TEXT SECTION
· · · · ·

Overview
The TypeScript compiler transforms TypeScript source code into JavaScript through a multi-phase pipeline. This document explores the internal implementation of each phase.
The compiler is designed to be fast, incremental, and support rich IDE integration.
Scanner (Lexical Analysis)
Location : src/compiler/scanner.ts (4,101 lines)
The scanner converts raw text into a stream of tokens.
Scanner Interface
interface Scanner {
getToken () : SyntaxKind ;
getTokenStart () : number ;
getTokenEnd () : number ;
getTokenText () : string ;
getTokenValue () : string ;
scan () : SyntaxKind ;
// Context-specific scanning
scanJsxToken () : JsxTokenSyntaxKind ;
scanJsDocToken () : JSDocSyntaxKind ;
reScanGreaterToken () : SyntaxKind ;
reScanSlashToken () : SyntaxKind ;
reScanTemplateToken ( isTaggedTemplate : boolean ) : SyntaxKind ;
}
Key Responsibilities
Tokenization Break source text into tokens (keywords, identifiers, operators, literals)
Token Classification Identify token types using the SyntaxKind enum
Context Awareness Handle JSX, JSDoc, and template strings with specialized scanners
Error Recovery Report lexical errors (unterminated strings, invalid characters)
Implementation Details
Scanner Creation
Token Types
// From src/compiler/scanner.ts
export function createScanner (
languageVersion : ScriptTarget ,
skipTrivia : boolean ,
languageVariant ?: LanguageVariant ,
textInitial ?: string ,
onError ?: ErrorCallback ,
start ?: number ,
length ?: number
) : Scanner {
// Scanner state
let text = textInitial ;
let pos : number ;
let end : number ;
let token : SyntaxKind ;
let tokenValue : string ;
let tokenFlags : TokenFlags ;
// Main scanning loop
function scan () : SyntaxKind {
// Skip whitespace and comments
// Identify next token
// Return token type
}
}
The scanner uses character codes (CharacterCodes enum) for efficient character comparison without string allocation.
Parser (Syntax Analysis)
Location : src/compiler/parser.ts (10,823 lines)
The parser constructs an Abstract Syntax Tree (AST) from the token stream.

· · · · ·

INFORMATION SUPPLIED
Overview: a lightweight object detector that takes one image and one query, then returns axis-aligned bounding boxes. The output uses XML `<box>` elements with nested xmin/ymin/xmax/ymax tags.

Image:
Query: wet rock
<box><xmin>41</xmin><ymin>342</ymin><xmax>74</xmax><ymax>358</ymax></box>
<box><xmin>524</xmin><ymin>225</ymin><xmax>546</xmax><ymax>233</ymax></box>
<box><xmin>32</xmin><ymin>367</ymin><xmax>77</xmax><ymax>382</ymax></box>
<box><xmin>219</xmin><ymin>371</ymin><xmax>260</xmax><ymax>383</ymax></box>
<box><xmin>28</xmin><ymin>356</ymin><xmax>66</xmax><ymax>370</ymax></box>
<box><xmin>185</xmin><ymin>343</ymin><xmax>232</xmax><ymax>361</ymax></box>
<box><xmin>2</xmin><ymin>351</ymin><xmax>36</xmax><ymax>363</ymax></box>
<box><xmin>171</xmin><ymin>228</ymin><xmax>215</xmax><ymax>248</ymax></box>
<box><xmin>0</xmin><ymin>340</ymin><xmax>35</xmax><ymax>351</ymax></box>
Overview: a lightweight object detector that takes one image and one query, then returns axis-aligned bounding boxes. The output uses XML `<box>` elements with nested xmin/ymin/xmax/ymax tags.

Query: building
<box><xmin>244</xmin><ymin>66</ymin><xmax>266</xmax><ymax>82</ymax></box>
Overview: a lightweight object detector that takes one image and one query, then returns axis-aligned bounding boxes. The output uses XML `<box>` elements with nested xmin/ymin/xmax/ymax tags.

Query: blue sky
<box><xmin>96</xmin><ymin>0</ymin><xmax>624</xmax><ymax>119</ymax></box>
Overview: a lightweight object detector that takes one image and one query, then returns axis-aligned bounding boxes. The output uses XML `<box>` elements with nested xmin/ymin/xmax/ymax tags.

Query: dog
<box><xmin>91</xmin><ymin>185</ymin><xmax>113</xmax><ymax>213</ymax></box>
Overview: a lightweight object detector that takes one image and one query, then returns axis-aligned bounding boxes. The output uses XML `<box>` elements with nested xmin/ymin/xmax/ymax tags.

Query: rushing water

· · · · ·

ACTIVITY A
In the TypeScript compiler overview, list every parameter of the createScanner function with its declared type.
ACTIVITY B
Continue the TypeScript compiler overview from the point where it currently ends.
The rows were drawn from a different source than the TypeScript compiler overview.

RESPONSE BOX A
languageVersion: ScriptTarget
skipTrivia: boolean
languageVariant?: LanguageVariant
textInitial?: string
onError?: ErrorCallback
start?: number
length?: number

RESPONSE BOX B
Parser Architecture
Token Consumption
Uses Scanner to get next token and advance position
Grammar Rules
Implements TypeScript grammar rules as recursive descent parser
AST Construction
Creates immutable Node objects using factory functions
Error Recovery
Attempts to continue parsing after syntax errors
Key Functions
// Main parser entry point
export function parseSourceFile (
fileName : string ,
sourceText : string ,
languageVersion : ScriptTarget ,
syntaxCursor ?: IncrementalParser . SyntaxCursor ,
setParentNodes ?: boolean ,
scriptKind ?: ScriptKind
) : SourceFile
// Parse individual constructs
function parseClassDeclaration () : ClassDeclaration
function parseFunctionDeclaration () : FunctionDeclaration
function parseTypeAnnotation () : TypeNode
function parseExpression () : Expression
AST Node Structure
Every AST node extends the base Node interface:
Node Interface
Example Nodes
interface Node {
kind : SyntaxKind ;
pos : number ; // Start position in source
end : number ; // End position in source
flags : NodeFlags ;
parent : Node ; // Parent node reference
// ... additional properties
}
The parser creates a complete, position-accurate AST. The pos and end properties enable precise source mapping.
Incremental Parsing
The parser supports incremental reparsing for editor scenarios:
// Reuse unchanged subtrees from previous parse
const syntaxCursor = createSyntaxCursor ( oldSourceFile );
const newSourceFile = parseSourceFile (
fileName ,
newText ,
languageVersion ,
syntaxCursor // Reuses nodes where possible
);
Binder (Symbol Creation)
Location : src/compiler/binder.ts (3,913 lines)
The binder creates symbols and establishes scope relationships.
Binding Process
Creates Symbol objects for declarations (variables, functions, types, etc.)
Builds symbol tables for each scope (global, module, function, block)
Constructs control flow graphs for type narrowing
Identifies function boundaries and other semantic containers
Symbol Table
interface Symbol {
flags : SymbolFlags ; // Kind of symbol (variable, function, etc.)
escapedName : __String ; // Symbol name
declarations ?: Declaration []; // AST nodes that declare this symbol
exports ?: SymbolTable ; // Exported members (for modules, classes)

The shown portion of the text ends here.